- EXERCISE -
Rewrite the listing below, replacing "target" with "object" and leaving everything else unchanged. Omit the pictures from your answer.

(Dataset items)
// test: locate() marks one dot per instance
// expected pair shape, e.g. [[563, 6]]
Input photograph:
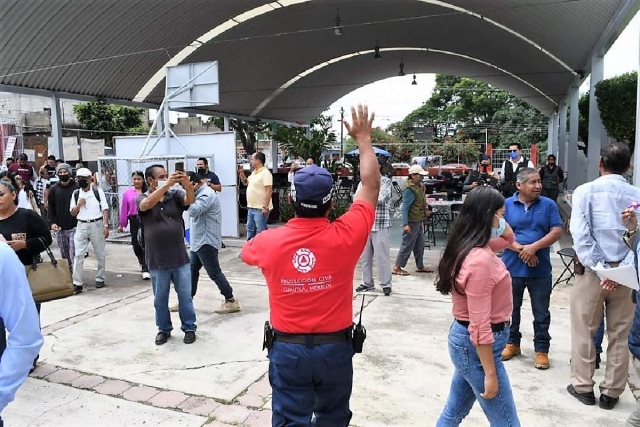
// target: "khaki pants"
[[587, 298]]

- WRITTEN RESPONSE -
// test: locate() marks one dot per instance
// expected pair shape, e.g. [[563, 6]]
Input photograph:
// object: "khaki pants"
[[587, 298]]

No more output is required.